### TEXT SEGMENT
The Dec. 1, 2016 Ribbon cutting for the The Kavita and Lalit Bahl Center for Metabolomics and Imaging. From left to right: Dr. Lina Obeid, Dr. Yusuf Hannun, Lalit Bahl, Kavita Bahl, President Samuel L. Stanley and Dr. Kenneth Kaushansky.

By Yusuf Hannun, M.D.

Dr. Yusuf Hannun
Dr. Yusuf Hannun

Propelled by the vision and support of Kavita and Lalit Bahl of Setauket and their two generous gifts totaling $13.75 million, this month the Stony Brook University Cancer Center unveiled The Kavita and Lalit Bahl Center for Metabolomics and Imaging.

For all of us at the Cancer Center, we believe this combined gift will have a decades-long impact on advancing cancer research, individualized medical treatments and patient care, with potentially dramatic advantages for families on Long Island and beyond.

### WHAT THE TASK REQUIRES
According to the passage about the Bahl Center, what was the combined total of the two gifts from Kavita and Lalit Bahl?

### Natural-language descriptions of regions
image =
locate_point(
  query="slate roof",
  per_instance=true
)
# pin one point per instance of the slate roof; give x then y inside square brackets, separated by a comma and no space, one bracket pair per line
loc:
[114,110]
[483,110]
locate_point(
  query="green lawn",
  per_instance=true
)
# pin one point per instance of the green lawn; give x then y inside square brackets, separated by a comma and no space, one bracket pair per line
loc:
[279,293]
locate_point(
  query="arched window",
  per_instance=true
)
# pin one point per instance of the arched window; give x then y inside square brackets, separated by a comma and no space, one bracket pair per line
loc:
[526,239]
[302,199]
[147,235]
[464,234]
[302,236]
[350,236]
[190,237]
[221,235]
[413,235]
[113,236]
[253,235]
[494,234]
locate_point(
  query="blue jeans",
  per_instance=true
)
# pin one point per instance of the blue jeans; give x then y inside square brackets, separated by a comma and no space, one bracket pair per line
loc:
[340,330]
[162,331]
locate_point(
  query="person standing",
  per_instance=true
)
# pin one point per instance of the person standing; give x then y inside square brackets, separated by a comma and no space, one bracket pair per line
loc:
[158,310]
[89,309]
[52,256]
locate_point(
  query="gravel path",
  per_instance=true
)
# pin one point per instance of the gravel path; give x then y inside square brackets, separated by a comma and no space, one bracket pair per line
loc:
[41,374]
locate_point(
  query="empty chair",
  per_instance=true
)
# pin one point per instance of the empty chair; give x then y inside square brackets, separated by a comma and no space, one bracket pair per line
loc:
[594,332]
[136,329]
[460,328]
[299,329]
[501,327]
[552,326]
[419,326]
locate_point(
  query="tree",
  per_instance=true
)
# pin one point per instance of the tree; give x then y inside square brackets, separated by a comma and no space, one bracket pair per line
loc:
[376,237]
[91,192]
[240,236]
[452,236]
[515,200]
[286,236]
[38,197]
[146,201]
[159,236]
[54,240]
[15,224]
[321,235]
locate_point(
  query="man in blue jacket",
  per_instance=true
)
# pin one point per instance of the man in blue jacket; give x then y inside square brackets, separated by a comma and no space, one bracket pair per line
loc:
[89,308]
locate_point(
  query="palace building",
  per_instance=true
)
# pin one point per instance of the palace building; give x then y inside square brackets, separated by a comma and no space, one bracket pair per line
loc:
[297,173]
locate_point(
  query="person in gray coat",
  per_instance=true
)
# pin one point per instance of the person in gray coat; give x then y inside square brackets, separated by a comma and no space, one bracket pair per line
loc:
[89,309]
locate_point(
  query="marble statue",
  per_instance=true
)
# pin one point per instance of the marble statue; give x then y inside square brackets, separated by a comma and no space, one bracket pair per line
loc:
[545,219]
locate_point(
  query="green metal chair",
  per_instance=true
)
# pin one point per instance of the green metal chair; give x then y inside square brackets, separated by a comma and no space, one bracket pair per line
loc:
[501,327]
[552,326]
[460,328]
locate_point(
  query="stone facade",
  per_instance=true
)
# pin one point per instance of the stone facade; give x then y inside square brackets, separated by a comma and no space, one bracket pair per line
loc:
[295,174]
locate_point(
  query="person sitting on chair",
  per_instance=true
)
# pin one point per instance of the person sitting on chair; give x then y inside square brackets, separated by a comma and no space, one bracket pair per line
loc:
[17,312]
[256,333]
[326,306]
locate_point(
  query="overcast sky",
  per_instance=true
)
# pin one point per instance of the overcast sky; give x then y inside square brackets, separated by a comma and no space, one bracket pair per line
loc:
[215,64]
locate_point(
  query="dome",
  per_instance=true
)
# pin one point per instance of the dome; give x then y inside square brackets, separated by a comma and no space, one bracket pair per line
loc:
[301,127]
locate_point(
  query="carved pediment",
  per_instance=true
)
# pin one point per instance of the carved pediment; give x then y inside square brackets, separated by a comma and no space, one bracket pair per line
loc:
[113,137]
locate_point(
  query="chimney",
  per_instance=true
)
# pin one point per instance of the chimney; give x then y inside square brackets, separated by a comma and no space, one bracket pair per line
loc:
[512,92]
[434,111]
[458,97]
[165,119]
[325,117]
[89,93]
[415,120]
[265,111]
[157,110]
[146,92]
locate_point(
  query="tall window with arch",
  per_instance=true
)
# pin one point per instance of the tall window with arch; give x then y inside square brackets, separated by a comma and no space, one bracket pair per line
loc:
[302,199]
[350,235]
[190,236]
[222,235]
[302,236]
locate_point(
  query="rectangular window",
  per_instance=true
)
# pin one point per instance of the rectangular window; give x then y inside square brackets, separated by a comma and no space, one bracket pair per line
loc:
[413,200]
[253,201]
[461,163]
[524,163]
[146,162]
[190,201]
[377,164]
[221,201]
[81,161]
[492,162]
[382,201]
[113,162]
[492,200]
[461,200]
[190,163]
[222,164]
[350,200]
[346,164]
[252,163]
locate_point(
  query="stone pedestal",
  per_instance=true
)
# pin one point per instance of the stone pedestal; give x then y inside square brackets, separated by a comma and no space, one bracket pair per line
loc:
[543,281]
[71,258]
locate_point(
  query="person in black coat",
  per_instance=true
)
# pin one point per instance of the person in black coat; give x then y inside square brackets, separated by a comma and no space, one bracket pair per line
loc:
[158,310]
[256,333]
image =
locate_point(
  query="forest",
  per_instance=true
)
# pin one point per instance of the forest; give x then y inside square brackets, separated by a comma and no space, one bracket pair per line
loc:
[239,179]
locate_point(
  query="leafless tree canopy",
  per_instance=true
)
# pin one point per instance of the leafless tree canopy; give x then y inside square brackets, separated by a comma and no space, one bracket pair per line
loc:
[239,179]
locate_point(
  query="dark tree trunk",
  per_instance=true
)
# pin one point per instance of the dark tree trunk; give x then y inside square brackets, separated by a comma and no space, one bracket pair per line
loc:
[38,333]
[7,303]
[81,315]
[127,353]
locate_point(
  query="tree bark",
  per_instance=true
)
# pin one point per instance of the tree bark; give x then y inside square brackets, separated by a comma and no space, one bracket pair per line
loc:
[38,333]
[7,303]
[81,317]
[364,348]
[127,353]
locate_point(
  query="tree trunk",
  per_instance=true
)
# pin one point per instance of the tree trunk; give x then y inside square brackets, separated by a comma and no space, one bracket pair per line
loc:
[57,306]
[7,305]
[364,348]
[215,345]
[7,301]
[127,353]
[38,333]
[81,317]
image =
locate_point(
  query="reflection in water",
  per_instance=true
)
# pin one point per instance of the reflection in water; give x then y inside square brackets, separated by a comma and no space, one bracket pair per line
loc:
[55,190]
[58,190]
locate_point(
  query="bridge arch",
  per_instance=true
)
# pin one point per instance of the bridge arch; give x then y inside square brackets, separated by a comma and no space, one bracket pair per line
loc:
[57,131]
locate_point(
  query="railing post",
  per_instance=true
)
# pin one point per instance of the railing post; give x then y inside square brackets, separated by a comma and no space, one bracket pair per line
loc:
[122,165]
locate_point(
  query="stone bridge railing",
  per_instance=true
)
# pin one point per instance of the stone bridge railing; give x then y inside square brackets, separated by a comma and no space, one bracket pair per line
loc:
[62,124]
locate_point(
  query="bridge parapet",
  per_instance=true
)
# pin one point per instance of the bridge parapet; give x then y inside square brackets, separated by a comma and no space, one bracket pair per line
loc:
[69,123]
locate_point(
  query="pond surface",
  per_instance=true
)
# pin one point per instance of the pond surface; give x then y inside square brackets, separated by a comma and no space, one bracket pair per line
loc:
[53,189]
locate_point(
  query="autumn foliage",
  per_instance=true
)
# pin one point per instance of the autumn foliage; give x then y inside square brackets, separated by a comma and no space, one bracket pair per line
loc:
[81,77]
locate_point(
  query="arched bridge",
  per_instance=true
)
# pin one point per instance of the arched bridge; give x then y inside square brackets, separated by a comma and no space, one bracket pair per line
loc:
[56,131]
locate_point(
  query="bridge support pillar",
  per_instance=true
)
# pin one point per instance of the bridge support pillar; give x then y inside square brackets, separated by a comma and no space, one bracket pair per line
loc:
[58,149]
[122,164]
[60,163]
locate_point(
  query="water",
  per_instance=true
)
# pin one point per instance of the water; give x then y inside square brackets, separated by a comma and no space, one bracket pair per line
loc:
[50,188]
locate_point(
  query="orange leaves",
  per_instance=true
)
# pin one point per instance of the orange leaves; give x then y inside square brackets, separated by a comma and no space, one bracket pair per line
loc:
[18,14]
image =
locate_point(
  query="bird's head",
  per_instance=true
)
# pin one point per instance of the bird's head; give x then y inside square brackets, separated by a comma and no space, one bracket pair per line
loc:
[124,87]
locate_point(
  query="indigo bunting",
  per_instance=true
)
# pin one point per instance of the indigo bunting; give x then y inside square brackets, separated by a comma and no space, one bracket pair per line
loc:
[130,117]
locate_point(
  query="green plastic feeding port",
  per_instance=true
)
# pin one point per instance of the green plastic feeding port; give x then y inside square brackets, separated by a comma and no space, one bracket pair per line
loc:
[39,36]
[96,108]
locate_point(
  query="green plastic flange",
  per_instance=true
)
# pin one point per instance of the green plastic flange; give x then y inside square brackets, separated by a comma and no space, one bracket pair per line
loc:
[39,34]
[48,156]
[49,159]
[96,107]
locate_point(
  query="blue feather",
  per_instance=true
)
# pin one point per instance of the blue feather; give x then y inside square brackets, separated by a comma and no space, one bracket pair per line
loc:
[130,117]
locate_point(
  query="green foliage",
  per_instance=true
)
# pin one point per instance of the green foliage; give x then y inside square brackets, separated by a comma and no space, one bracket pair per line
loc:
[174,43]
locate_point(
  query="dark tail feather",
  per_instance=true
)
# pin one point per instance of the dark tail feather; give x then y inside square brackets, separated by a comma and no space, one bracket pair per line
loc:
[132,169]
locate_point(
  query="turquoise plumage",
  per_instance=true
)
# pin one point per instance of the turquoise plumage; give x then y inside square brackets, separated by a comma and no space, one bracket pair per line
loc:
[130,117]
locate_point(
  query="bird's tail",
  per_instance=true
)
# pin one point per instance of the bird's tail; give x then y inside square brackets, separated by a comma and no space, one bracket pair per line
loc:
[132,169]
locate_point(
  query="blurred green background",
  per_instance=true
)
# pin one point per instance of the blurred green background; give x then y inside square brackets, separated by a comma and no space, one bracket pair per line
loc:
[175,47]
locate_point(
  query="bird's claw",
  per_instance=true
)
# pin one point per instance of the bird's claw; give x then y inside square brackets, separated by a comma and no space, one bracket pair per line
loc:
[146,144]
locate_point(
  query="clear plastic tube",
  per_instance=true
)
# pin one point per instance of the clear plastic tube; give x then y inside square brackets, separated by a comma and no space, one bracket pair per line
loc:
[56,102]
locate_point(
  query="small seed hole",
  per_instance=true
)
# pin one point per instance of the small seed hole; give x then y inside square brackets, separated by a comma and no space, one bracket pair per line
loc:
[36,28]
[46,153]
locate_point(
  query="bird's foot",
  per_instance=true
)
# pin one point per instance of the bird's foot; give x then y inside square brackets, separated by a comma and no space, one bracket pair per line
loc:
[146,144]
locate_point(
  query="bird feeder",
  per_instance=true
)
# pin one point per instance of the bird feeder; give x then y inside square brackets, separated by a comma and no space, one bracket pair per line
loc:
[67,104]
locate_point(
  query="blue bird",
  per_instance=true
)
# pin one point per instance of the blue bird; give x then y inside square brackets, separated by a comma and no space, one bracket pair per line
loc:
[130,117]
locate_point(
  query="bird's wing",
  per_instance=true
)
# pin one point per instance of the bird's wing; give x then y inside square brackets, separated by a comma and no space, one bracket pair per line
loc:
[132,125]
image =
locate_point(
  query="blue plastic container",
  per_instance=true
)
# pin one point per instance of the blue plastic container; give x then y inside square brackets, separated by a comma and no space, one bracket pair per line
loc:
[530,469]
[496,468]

### WRITTEN ANSWER
The two gifts totaled $13.75 million.